# Text provided:
***

Hello everyone. My name is Jill Faircloth and, as the title suggests, I graduated from the MSc last year. My plan is to become a freelance science writer and Clare has very kindly allowed me a voice on this blog. I will be blogging from the Birkbeck Science week next week but first I thought I’d introduce myself.
I read Chemistry as an undergraduate but soon discovered that aspirations to a glorious research career were incompatible with my lab skills. I therefore put on a suit and became a chartered accountant before moving to ICI and working my way up the finance ladder. That’s where I was when I had my first child and I would have stayed but an opportunity arose in my husband’s career and we left for San Francisco for a couple of years. This and the subsequent baby gave me (plenty) of time to realise that I couldn’t go back to the spreadsheets and I decided to follow my interest in structural molecular biology.
This took me to where you are now and, since it is March, and assuming the timetable hasn’t changed too much, you have just navigated symmetry and are now battling through the fascinating but rather dense protein lifecycle. Since I know that it can be a little overwhelming when you’re in the middle of one of the lengthier sections, I thought I’d give you a quick heads up of what’s in store. Section 9 is on molecular forces and has quite a different flavour from the rest of PPS. There’s more physics to contend with but by the end of it the logic behind protein interactions is much clearer. After that you’re into the home straight and what I found to be the most enjoyable part of the course. The last 3 sections deal with how the function of a protein is dictated by its detailed molecular structure and by the interactions which are promoted or inhibited by that structure. For me, this is where I could really get a sense of quite how remarkable the evolution of proteins is. Various protein types are examined and used as examples of the elegance of mechanisms in which subtle molecular changes can trigger impressive macro consequences. This is what the rest of the course has been building up to.

***

# Source information:
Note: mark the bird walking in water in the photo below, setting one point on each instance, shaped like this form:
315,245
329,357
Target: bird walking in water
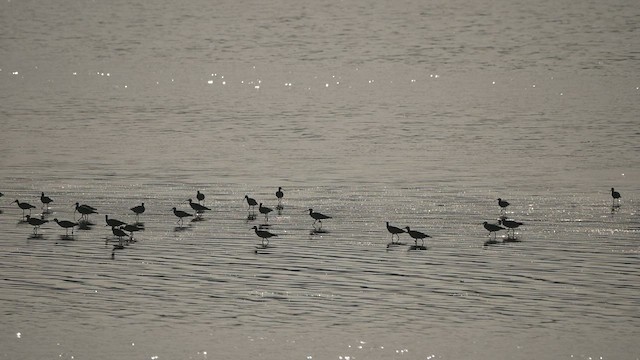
615,198
138,210
265,211
24,206
318,217
45,202
199,209
35,222
417,235
492,228
279,195
200,197
66,225
395,231
511,225
181,215
252,203
264,235
503,205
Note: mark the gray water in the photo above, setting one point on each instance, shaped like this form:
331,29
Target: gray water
421,113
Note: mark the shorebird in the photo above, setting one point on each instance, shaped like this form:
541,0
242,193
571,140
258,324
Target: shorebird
394,231
138,210
114,222
252,202
85,210
512,225
264,235
492,228
45,202
197,207
503,204
265,210
66,225
279,195
417,235
318,217
616,197
35,222
180,214
24,206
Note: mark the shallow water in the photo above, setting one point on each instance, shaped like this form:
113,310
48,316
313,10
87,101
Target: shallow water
421,114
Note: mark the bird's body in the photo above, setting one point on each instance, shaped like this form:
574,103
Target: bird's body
114,222
35,222
615,196
197,207
417,235
265,211
24,206
394,231
318,217
264,235
45,201
181,215
66,224
252,202
492,228
138,210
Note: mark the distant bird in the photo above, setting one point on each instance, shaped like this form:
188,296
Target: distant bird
35,222
417,235
394,231
66,225
265,210
318,217
24,206
252,202
200,197
616,197
503,204
114,222
180,214
279,195
511,225
45,201
85,211
492,228
264,235
138,210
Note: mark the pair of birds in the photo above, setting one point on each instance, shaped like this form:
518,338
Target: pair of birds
396,231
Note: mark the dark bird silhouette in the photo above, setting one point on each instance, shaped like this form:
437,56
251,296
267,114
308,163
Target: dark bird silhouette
265,210
35,222
279,195
114,222
252,202
492,228
200,197
45,201
264,235
181,215
197,207
24,206
318,217
394,231
85,211
417,235
511,225
66,225
616,197
138,210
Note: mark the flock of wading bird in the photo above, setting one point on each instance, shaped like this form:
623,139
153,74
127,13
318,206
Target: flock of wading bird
124,231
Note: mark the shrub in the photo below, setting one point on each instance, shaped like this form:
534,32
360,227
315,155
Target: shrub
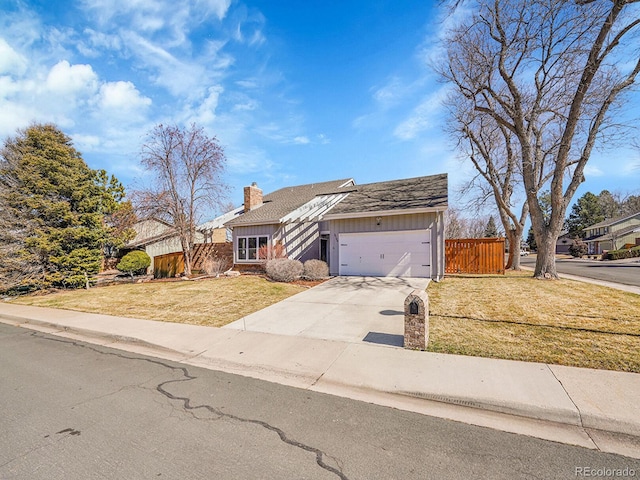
271,252
578,248
315,270
134,262
215,265
284,269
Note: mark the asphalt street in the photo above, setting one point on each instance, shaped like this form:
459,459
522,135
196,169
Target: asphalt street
72,410
626,272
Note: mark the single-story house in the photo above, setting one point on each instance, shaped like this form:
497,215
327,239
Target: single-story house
159,238
393,228
563,243
613,234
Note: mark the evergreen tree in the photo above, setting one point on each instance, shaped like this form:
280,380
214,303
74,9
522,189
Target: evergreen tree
56,209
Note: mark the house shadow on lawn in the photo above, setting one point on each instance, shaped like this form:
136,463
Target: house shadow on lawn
390,339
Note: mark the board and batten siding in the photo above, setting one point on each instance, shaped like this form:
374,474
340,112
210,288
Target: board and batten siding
433,221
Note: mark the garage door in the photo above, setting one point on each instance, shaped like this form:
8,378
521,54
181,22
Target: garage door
386,254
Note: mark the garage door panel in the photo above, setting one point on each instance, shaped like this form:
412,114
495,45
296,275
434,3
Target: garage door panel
406,253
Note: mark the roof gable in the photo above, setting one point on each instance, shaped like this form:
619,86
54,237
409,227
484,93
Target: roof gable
428,192
612,221
280,203
344,197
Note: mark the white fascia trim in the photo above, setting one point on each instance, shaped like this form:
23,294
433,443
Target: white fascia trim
382,213
348,183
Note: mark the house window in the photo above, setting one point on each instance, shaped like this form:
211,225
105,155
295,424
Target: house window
248,247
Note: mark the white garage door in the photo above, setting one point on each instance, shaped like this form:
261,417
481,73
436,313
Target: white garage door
386,254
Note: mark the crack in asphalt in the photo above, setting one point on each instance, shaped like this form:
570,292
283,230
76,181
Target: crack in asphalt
186,401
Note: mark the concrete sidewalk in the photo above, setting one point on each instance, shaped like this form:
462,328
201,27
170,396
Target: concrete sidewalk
591,408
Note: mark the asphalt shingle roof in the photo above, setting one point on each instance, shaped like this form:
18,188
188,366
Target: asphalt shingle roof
406,194
281,202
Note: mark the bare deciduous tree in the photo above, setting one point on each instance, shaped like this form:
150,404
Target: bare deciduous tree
552,73
187,167
490,147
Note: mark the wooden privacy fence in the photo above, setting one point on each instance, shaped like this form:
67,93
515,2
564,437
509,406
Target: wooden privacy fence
474,255
172,264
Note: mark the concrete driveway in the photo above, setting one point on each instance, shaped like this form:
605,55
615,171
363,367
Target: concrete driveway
352,309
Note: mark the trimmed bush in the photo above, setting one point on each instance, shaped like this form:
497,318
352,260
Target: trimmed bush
315,270
284,269
134,262
215,265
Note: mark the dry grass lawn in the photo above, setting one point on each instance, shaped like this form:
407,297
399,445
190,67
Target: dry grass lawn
517,317
213,302
508,316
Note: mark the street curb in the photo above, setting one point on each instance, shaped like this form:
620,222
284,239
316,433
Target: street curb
572,418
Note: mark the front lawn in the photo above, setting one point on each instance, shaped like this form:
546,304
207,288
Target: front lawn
516,317
510,316
213,302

***

# Instructions:
[a] List every course topic that the blog post mentions.
[b] Reproduce the blog post's text between "Hello everyone. My" and "I’d introduce myself.", inclusive.

# Exercise solutions:
[a]
- Symmetry
- The protein lifecycle
- Molecular forces (Section 9)
- How a protein's function is dictated by its detailed molecular structure and by the interactions that structure promotes or inhibits (the last 3 sections)

[b]
Hello everyone. My name is Jill Faircloth and, as the title suggests, I graduated from the MSc last year. My plan is to become a freelance science writer and Clare has very kindly allowed me a voice on this blog. I will be blogging from the Birkbeck Science week next week but first I thought I’d introduce myself.